WORK ORDER
Write out the data exactly, every line included.

###

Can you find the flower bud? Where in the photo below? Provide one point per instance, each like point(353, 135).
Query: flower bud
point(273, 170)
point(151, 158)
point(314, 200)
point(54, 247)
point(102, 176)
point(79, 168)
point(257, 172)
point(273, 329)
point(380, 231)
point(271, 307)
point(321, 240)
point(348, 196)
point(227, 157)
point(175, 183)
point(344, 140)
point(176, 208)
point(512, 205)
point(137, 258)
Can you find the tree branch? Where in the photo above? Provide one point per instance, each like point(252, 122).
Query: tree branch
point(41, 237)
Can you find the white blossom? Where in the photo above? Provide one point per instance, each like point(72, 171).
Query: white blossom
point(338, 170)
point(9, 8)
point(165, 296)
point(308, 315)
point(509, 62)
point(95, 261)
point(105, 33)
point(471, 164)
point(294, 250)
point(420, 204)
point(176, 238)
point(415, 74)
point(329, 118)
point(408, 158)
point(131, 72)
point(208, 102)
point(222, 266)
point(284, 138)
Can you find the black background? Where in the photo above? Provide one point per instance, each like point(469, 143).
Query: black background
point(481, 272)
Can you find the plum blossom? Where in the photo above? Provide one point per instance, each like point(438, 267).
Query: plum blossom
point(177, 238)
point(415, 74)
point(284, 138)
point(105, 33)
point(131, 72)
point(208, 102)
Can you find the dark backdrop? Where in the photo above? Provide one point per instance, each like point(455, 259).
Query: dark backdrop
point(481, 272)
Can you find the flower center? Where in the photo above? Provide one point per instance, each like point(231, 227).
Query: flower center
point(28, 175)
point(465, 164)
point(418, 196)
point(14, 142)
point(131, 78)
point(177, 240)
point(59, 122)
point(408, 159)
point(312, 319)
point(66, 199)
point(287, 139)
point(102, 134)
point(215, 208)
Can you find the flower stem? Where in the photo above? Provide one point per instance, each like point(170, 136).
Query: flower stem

###

EXERCISE RESULT
Can you find the flower bud? Where in the photo below? Provide one point per instance, each like point(353, 135).
Query: flower bud
point(273, 170)
point(151, 158)
point(314, 200)
point(54, 247)
point(102, 176)
point(79, 168)
point(257, 172)
point(273, 329)
point(380, 231)
point(271, 307)
point(321, 240)
point(348, 196)
point(227, 157)
point(175, 183)
point(344, 140)
point(176, 208)
point(512, 205)
point(137, 258)
Can you find the tree branch? Where in the photo above? Provide one point per instance, each like point(252, 122).
Query: tree branch
point(41, 237)
Can you find the white blossom? Where in the photo above? Provide one point per instance, each like point(72, 171).
Query: white blossom
point(338, 170)
point(9, 8)
point(165, 296)
point(308, 315)
point(509, 62)
point(95, 261)
point(105, 33)
point(471, 164)
point(294, 250)
point(420, 204)
point(176, 238)
point(415, 74)
point(329, 118)
point(408, 158)
point(131, 72)
point(208, 102)
point(222, 266)
point(284, 138)
Can you find the black background? Where in the photo above? Provide one point per instance, each like point(469, 143).
Query: black background
point(481, 272)
Can you find the plum blossom? Where in the photo above? Provide one point per instance, each like point(438, 267).
Query: plum blossom
point(177, 238)
point(415, 74)
point(284, 138)
point(105, 33)
point(131, 72)
point(208, 102)
Can you find the dark backdrop? Where in the photo above? Provide one point per instance, each like point(455, 259).
Query: dark backdrop
point(481, 272)
Can you find the flower center? Where in the photo above? Provide one point per instance, each like point(231, 227).
Query: flower center
point(28, 175)
point(465, 164)
point(418, 196)
point(14, 142)
point(131, 78)
point(177, 240)
point(59, 122)
point(408, 159)
point(312, 319)
point(66, 199)
point(287, 139)
point(102, 134)
point(215, 208)
Can you find the flower stem? Where in the photo above? Provide one point per instance, each like point(170, 136).
Query: flower stem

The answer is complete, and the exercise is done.